Write back every record verbatim.

-------- Source material

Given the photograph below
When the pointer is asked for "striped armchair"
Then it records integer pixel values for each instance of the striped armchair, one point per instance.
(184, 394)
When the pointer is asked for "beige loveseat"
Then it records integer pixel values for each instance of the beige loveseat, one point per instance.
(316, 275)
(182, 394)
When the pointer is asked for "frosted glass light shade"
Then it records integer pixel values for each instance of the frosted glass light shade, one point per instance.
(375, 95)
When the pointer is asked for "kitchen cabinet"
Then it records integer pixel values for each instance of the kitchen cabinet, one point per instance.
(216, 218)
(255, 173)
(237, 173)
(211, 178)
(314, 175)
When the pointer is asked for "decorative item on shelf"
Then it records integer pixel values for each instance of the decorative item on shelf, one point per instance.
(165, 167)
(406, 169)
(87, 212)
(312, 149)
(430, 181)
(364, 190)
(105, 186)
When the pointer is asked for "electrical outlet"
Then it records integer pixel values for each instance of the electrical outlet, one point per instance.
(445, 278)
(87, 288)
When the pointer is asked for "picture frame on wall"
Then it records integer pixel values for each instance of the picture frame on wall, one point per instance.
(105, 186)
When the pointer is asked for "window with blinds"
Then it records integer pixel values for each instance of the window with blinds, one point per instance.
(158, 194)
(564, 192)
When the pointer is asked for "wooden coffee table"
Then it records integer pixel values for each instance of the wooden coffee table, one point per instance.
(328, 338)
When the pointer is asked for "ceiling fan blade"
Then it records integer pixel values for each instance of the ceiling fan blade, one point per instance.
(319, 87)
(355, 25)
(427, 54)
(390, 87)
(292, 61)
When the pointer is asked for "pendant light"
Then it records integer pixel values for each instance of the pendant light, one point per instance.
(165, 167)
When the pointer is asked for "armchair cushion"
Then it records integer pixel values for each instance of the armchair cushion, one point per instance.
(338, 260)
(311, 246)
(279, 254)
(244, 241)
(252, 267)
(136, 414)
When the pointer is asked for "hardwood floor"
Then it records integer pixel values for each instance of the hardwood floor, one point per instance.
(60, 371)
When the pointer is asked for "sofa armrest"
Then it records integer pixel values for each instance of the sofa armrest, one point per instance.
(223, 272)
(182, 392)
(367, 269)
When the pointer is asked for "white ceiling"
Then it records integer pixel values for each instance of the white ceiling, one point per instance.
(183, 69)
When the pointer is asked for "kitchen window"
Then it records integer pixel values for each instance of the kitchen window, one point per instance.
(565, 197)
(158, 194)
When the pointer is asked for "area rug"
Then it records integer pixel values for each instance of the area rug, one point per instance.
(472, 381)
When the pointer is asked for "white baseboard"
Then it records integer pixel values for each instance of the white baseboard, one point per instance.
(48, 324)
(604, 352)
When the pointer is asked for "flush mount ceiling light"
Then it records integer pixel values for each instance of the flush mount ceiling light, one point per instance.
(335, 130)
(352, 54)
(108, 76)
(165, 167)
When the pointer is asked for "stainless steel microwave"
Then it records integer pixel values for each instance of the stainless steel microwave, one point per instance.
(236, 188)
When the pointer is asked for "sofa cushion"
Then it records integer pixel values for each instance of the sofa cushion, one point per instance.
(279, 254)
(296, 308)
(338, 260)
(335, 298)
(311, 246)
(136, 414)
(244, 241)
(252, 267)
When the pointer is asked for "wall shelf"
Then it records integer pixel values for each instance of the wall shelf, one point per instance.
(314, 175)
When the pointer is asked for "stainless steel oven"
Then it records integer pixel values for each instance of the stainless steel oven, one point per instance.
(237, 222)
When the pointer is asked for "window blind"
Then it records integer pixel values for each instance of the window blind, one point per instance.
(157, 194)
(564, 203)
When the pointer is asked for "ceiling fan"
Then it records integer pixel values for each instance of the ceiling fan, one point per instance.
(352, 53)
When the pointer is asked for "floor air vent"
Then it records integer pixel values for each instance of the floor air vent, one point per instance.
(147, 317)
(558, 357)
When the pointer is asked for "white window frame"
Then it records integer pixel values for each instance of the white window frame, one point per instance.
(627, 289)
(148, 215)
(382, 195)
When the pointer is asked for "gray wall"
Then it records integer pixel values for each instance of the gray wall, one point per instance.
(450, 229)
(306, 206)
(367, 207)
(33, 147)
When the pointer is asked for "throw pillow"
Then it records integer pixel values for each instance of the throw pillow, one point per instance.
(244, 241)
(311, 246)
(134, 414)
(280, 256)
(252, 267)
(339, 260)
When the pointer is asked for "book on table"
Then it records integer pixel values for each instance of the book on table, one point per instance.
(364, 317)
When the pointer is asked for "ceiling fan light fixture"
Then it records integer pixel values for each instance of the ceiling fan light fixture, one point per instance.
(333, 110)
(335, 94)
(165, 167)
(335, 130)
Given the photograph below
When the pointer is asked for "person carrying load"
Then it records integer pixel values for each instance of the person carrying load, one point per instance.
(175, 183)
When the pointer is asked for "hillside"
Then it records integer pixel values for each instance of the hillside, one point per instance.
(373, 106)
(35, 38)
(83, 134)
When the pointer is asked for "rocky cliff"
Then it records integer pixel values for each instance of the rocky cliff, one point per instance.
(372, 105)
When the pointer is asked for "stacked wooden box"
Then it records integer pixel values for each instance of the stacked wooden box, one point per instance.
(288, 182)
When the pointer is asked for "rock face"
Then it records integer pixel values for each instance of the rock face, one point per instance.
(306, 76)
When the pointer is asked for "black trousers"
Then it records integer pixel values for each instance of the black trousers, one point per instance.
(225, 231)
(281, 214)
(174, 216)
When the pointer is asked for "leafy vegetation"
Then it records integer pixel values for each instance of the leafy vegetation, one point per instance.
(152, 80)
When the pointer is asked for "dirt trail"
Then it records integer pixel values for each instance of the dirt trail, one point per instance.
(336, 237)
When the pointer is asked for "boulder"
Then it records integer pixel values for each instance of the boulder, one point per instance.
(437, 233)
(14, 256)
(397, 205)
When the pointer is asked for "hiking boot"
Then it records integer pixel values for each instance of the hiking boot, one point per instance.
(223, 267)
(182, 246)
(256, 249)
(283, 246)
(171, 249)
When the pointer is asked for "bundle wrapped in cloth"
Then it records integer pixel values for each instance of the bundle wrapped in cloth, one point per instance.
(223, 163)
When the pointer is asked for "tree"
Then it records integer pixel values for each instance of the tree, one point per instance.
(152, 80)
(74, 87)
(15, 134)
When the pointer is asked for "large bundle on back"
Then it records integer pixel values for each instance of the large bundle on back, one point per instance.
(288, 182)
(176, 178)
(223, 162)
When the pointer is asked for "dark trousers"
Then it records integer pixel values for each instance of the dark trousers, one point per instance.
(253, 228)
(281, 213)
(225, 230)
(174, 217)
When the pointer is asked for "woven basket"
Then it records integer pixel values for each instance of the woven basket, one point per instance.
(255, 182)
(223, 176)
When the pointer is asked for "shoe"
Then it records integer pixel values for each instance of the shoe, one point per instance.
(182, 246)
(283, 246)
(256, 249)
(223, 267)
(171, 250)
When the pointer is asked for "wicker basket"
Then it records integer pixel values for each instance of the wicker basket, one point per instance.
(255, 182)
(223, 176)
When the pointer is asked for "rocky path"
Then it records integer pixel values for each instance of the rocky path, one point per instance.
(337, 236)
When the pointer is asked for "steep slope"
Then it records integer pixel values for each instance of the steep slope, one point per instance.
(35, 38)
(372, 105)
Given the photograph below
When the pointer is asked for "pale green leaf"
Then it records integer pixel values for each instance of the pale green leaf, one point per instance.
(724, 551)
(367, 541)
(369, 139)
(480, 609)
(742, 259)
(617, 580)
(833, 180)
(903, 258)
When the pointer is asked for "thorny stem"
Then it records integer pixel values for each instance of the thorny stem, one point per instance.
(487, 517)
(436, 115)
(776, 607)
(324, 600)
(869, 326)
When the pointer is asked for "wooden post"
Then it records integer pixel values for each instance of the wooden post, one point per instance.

----------------

• [Answer section]
Given the photograph below
When the pointer is asked for "striped armchair"
Then it records integer pixel values for each instance of the striped armchair, one point per instance.
(184, 394)
When the pointer is asked for "beige loveseat"
Then it records integer pixel values for each instance of the beige loveseat, one point per instance.
(316, 275)
(182, 394)
When the pointer is asked for "frosted glass light shade"
Then it records integer pixel values for each instance of the frosted glass light shade, one point per instance.
(375, 95)
When the pointer is asked for "kitchen cabinet"
Then it records integer pixel values for each instance of the kitchen cabinet, one point per instance.
(216, 218)
(255, 173)
(237, 173)
(211, 178)
(314, 175)
When the pointer is asked for "decorative item on shelf"
Then it records integer pixel values for each instance of the decorative item on shelf, one point per instance.
(165, 167)
(406, 169)
(87, 212)
(312, 149)
(430, 181)
(364, 190)
(105, 186)
When the pointer is asked for "electrical outlet"
Then it records integer pixel values for each instance of the electrical outlet, one point per instance.
(445, 278)
(87, 288)
When the pointer is asked for "picture frame on wall"
Then it records integer pixel values for each instance of the picture frame on wall, one point per instance.
(105, 186)
When the pointer is asked for "window with blinds"
Then it records integer pixel values for each instance of the window with blinds, one point per instance.
(158, 194)
(564, 192)
When the pointer is asked for "wooden coffee table"
Then it records integer pixel values for each instance of the wooden coffee table, one point per instance.
(328, 338)
When the pointer is asked for "ceiling fan blade"
Then it records integer pixel values for each instance of the ceiling fan blade, one point per instance.
(319, 87)
(355, 25)
(427, 54)
(390, 87)
(292, 61)
When the pointer is asked for "pendant light"
Then it records integer pixel values for each instance of the pendant light, one point per instance.
(165, 167)
When the pointer is asked for "armchair cushion"
Then it records integer pixel values for each instance of the armchair cushion, one point per instance.
(338, 260)
(311, 246)
(279, 254)
(244, 241)
(252, 267)
(136, 414)
When the pointer is asked for "hardwood floor"
Then it records integer pixel values for each instance of the hardwood floor, one point per instance.
(60, 371)
When the pointer is asked for "sofa armrest"
Then it records integer pixel values for each instance of the sofa armrest, one point per instance.
(223, 272)
(182, 392)
(367, 269)
When the pointer is asked for "white ceiling"
Then it records integer pixel values for each instance of the white ceiling, one point per instance.
(183, 69)
When the pointer is asked for "kitchen window"
Then it records integer pixel values for each instance of the kitchen window, one point per instance.
(565, 197)
(158, 194)
When the pointer is asked for "area rug"
Then it records integer pixel values for each instance of the area rug, one point per instance.
(472, 381)
When the pointer is asked for "white baseboard"
Then it records integer pixel values for each instance of the white baseboard, one point per instance.
(48, 324)
(604, 352)
When the pointer is asked for "flush mount ceiling light"
Then it records integer pixel values for each instance of the flush mount ceiling light, one point per instance.
(335, 130)
(352, 54)
(108, 76)
(165, 167)
When the pointer is asked for "stainless steel microwave"
Then it records integer pixel values for each instance of the stainless steel microwave, one point per instance.
(236, 188)
When the pointer is asked for "sofa cushion"
Then it records integer pixel values for each instance of the sofa cushion, one point per instance.
(279, 254)
(296, 308)
(338, 260)
(335, 298)
(311, 246)
(136, 414)
(244, 241)
(252, 267)
When the pointer is asked for "wall shelf"
Then it records integer pixel values for each instance of the wall shelf, one point per instance.
(314, 175)
When the pointer is asked for "stainless steel oven"
Then it records integer pixel values for each instance of the stainless steel oven, one point per instance.
(237, 222)
When the pointer is asked for "window blind"
Then it records integer pixel values for each instance of the window blind, one point per instance.
(157, 194)
(564, 203)
When the pointer is asked for "ceiling fan"
Then it records integer pixel values for each instance of the ceiling fan, one point per instance.
(352, 53)
When the pointer is asked for "floor air vent"
Then it records integer pixel values for each instance of the floor air vent, one point per instance.
(147, 317)
(558, 357)
When the pointer is asked for "white window frame"
Then it records integer pixel values for each instance of the white window frame, one point per instance.
(627, 289)
(148, 215)
(382, 195)
When the pointer is asked for "gray wall"
Then it records integer pixel values for each instance of the gray wall, one point per instance.
(450, 229)
(306, 206)
(367, 207)
(33, 147)
When the pointer is asked for "throw pillow"
Then it records integer pixel values for each instance of the throw pillow, one point per instance.
(244, 241)
(311, 246)
(134, 414)
(280, 256)
(252, 267)
(339, 260)
When the pointer is asked for "book on table"
Then it records integer pixel values for each instance of the book on table, one point per instance.
(364, 317)
When the pointer is asked for "ceiling fan light fixture"
Then it records integer pixel values for each instance of the ceiling fan light fixture, one point per instance.
(333, 110)
(335, 94)
(165, 167)
(335, 130)
Given the photograph below
When the pointer is asked for "person carrying load"
Then it records integer pixel values for each instance of the person carrying load, one point per instance.
(175, 183)
When the pointer is asked for "hillside"
Then it records integer pixel values for each instance of the hillside, one point per instance.
(373, 106)
(35, 38)
(83, 134)
When the pointer is asked for "rocky cliff"
Then it records integer pixel values for each instance of the rocky cliff, one point per instance.
(372, 105)
When the pointer is asked for "stacked wooden box"
Then it records integer pixel values for each instance of the stacked wooden box, one point per instance.
(288, 182)
When the pointer is asked for "rock face"
Then it records integer pixel values for each instance of the rock face, one point per instance.
(306, 76)
When the pointer is asked for "black trousers"
Then it records integer pixel values for each instance of the black trousers, one point per instance.
(225, 231)
(281, 214)
(174, 216)
When the pointer is asked for "leafy vegetation"
Then it records integer pixel values for each instance of the leafy vegetation, one point per instance.
(152, 80)
When the pointer is asked for "dirt trail"
Then it records integer pixel values for each instance of the dirt trail, one point per instance.
(336, 237)
When the pointer is asked for "boulder"
Then it records integer pixel values for each instance of the boulder, one point per instance.
(437, 233)
(14, 256)
(397, 205)
When the pointer is asked for "hiking boot"
Then it records integer pixel values for each instance of the hiking boot, one point per instance.
(223, 267)
(182, 246)
(256, 249)
(283, 246)
(171, 249)
When the pointer is asked for "bundle wrapped in cloth"
Then it records integer pixel values for each instance of the bundle wrapped in cloth, one point per instance.
(223, 163)
When the pointer is asked for "tree"
Then it records integer pixel values for each instance of the tree, one point per instance.
(152, 80)
(74, 87)
(15, 134)
When the pointer is asked for "large bundle on back"
Then it records integer pixel values for each instance of the large bundle on back, one point per instance.
(288, 182)
(176, 178)
(223, 162)
When the pointer is asked for "dark trousers"
Then it records integer pixel values for each instance of the dark trousers, one point per instance.
(253, 228)
(281, 213)
(225, 230)
(174, 217)
When the pointer is asked for "woven basket"
Then it records integer pixel values for each instance of the woven basket, one point per instance.
(255, 182)
(223, 176)
When the pointer is asked for "shoe"
Then it records integer pixel values for each instance of the shoe, one point per instance.
(182, 246)
(283, 246)
(256, 249)
(223, 267)
(171, 250)
When the pointer is asked for "wicker basket"
Then it records integer pixel values for each instance of the wicker basket, one point per instance.
(255, 182)
(223, 176)
When the pointer is asked for "rocky path"
Then it records integer pixel values for each instance of the rocky path, one point per instance.
(337, 236)
When the pointer is asked for "steep slope"
Then it records integer pixel values for each instance of the steep slope, one point per instance.
(35, 38)
(372, 105)
Given the photograph below
When the pointer is asked for "pale green leaf"
Then it records integer pixel values for each instance of the pale green leaf, one point per instance.
(724, 551)
(367, 541)
(369, 139)
(480, 609)
(742, 259)
(617, 580)
(833, 180)
(903, 258)
When the pointer is asked for "thorny stem"
Then it records integer pixel values for each instance of the thorny stem, one point per instance.
(487, 517)
(436, 115)
(776, 607)
(324, 600)
(869, 326)
When the pointer is asked for "wooden post"
Then it records integer pixel values for each instance of the wooden post, one point per instance.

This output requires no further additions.